• **Directions**: Your reply should consist solely of the lines from the start of the material below through the line containing "--svg-fill-rule evenodd", reproduced exactly.
Data for analysis below:
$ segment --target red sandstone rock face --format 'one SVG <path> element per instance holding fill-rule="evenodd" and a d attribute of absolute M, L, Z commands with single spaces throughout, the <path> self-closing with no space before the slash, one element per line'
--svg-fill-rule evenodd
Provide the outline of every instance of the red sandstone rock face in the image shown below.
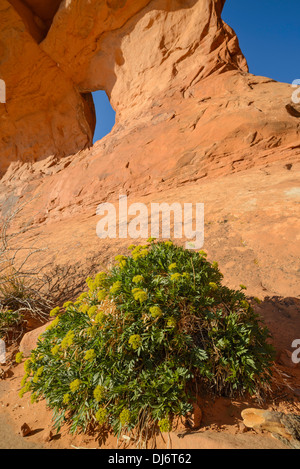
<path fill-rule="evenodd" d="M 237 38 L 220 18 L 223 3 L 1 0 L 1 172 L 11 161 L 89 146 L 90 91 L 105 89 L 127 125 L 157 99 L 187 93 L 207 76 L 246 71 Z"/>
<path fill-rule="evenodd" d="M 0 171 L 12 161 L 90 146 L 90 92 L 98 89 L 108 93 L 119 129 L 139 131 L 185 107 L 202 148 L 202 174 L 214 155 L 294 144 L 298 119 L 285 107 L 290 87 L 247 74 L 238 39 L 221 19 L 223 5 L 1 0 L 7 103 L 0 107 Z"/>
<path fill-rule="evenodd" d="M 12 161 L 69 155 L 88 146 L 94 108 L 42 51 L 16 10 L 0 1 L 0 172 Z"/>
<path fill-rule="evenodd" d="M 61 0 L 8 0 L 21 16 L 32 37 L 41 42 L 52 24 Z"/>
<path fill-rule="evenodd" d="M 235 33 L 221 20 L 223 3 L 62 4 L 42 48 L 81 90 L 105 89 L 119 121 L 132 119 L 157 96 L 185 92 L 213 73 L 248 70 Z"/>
End of Data for analysis.
• **Answer below**:
$ segment --target red sandstone rock face --format 'one SVG <path> element per instance holding fill-rule="evenodd" and a d attribute of absolute M, L, Z commands with single spaces throughout, the <path> self-closing with no space before the slash, one element per line'
--svg-fill-rule evenodd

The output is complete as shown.